* _EXERCISE TASK_: Copy only what runs from the line containing "target | book spine" through the end of the material below, line for line, with both ends included.

* _DATA FOR THIS TASK_:
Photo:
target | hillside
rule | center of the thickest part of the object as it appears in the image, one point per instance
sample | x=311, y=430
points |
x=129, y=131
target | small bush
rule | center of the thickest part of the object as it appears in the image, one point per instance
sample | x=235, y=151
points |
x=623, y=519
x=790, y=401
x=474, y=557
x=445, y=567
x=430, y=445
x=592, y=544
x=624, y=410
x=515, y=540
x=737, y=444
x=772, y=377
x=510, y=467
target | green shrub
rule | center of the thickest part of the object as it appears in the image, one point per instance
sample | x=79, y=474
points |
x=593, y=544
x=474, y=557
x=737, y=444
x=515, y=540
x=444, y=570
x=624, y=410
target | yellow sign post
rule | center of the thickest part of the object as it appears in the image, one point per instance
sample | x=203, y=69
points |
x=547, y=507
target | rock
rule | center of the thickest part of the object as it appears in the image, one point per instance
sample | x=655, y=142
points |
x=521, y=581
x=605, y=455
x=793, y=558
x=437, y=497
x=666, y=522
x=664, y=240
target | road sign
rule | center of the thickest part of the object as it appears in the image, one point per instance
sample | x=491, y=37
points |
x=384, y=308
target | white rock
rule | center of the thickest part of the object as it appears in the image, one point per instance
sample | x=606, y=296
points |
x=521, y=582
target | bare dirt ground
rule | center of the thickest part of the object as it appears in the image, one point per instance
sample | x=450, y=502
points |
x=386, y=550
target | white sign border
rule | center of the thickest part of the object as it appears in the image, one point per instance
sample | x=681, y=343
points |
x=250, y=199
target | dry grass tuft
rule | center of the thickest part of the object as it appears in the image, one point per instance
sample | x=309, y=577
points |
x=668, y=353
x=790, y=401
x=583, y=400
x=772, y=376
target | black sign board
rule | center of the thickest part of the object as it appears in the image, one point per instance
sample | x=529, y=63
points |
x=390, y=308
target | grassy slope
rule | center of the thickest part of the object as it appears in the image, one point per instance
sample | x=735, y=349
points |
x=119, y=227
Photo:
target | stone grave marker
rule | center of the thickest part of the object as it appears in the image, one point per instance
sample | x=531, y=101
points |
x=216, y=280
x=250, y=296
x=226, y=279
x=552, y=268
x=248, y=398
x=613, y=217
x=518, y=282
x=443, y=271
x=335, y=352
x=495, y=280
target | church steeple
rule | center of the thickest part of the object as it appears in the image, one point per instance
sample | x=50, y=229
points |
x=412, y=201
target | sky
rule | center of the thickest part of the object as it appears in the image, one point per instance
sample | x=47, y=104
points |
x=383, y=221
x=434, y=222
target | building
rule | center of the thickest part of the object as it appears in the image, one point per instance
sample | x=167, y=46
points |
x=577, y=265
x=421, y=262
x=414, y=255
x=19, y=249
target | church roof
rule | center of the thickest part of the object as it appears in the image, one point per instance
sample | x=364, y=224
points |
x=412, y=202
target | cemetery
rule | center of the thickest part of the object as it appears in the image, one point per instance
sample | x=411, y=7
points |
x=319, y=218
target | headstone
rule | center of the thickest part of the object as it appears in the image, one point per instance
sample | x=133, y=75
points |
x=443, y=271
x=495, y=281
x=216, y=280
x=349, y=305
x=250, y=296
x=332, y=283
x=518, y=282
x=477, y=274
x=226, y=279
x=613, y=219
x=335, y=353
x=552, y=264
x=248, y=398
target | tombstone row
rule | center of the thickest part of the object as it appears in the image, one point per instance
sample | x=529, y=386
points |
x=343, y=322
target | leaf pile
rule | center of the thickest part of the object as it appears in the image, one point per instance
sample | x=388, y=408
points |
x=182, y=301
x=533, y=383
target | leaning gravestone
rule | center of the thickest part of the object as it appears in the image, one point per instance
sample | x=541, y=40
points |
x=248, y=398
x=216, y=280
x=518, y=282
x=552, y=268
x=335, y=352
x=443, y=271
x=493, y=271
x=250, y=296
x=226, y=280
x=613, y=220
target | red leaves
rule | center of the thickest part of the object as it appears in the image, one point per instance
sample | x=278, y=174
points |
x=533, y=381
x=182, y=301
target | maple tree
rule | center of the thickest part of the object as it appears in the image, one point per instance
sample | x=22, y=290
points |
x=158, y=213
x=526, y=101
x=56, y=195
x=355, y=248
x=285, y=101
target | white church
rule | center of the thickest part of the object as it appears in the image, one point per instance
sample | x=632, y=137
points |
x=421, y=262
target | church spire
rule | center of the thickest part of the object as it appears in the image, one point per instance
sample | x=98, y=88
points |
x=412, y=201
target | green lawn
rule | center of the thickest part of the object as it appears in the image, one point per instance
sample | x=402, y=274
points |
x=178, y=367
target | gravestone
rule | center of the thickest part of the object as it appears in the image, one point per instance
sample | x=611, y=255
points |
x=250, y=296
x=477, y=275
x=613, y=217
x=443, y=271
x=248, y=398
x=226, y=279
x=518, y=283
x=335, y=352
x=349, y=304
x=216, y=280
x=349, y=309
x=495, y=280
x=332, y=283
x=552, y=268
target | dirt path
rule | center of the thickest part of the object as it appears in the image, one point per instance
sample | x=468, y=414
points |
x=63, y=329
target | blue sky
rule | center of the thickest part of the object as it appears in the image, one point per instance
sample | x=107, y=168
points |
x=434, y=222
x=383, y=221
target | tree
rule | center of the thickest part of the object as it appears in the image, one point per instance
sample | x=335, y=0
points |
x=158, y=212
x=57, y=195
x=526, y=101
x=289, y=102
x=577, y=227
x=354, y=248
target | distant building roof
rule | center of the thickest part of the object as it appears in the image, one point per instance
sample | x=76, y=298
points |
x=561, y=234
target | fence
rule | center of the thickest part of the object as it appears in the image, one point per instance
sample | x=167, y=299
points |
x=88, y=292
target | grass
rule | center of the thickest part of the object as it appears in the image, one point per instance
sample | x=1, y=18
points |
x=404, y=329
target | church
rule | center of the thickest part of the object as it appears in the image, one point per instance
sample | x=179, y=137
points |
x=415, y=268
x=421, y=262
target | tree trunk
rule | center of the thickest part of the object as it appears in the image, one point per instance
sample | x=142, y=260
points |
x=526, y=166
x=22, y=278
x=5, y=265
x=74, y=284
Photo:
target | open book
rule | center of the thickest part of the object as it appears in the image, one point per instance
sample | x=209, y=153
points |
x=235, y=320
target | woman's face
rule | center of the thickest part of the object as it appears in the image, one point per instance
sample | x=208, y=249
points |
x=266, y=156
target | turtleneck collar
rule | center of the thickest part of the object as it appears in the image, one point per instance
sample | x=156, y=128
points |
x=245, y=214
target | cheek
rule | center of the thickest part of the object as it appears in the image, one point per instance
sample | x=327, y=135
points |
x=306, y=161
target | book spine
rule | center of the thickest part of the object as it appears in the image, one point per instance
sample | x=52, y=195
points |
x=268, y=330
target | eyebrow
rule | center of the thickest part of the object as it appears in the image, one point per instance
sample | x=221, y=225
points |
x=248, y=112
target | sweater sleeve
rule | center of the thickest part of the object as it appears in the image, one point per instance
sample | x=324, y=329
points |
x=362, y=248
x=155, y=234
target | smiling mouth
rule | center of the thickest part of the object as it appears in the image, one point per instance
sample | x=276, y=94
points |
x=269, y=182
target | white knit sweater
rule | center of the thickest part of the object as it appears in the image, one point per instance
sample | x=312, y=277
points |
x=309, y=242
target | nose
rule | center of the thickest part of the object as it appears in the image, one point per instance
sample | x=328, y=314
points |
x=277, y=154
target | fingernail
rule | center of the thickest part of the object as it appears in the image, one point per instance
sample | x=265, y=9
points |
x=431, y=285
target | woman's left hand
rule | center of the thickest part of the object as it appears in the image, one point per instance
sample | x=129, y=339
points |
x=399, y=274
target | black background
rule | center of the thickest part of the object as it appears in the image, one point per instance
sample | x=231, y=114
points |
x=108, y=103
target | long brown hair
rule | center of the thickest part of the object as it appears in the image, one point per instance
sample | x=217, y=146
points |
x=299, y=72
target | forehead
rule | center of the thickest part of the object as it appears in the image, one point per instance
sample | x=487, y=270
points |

* _COMPLETE RESPONSE_:
target | book spine
rule | center of the thickest part of the object as it appears in the image, one point per instance
sample | x=52, y=195
points |
x=268, y=330
target | eyebrow
rule | center of the thickest part of the object as it appears in the image, one point per instance
sample | x=221, y=225
points |
x=248, y=112
target | sweater sleeve
rule | center of the thickest part of the object as it appears in the image, one point per instance
sample | x=324, y=329
points |
x=362, y=248
x=155, y=234
target | smiling mouth
rule | center of the thickest part of the object as it appears in the image, one point per instance
sample | x=276, y=94
points |
x=269, y=182
target | white knit sweater
rule | center of the thickest part of the object as it appears in the image, one point per instance
sample | x=312, y=277
points |
x=309, y=242
target | nose
rule | center of the thickest part of the object as it appears in the image, one point per instance
sample | x=328, y=314
points |
x=277, y=154
target | fingernail
rule | center of the thickest part of the object as it appears in the image, one point per instance
sample | x=265, y=9
points |
x=431, y=285
target | woman's left hand
rule | center of the thickest part of the object as it appears in the image, one point per instance
sample | x=129, y=339
points |
x=399, y=274
target | black background
rule | center of the thickest part of the object as it appears in the image, one point per instance
sample | x=231, y=114
points |
x=108, y=103
target | long brown hair
rule | center of the thickest part of the object as it appears in the image, one point per instance
sample | x=217, y=146
points |
x=299, y=72
target | forehead
rule | center of the thickest part of the object as it appears in the image, one point per instance
sample | x=487, y=270
points |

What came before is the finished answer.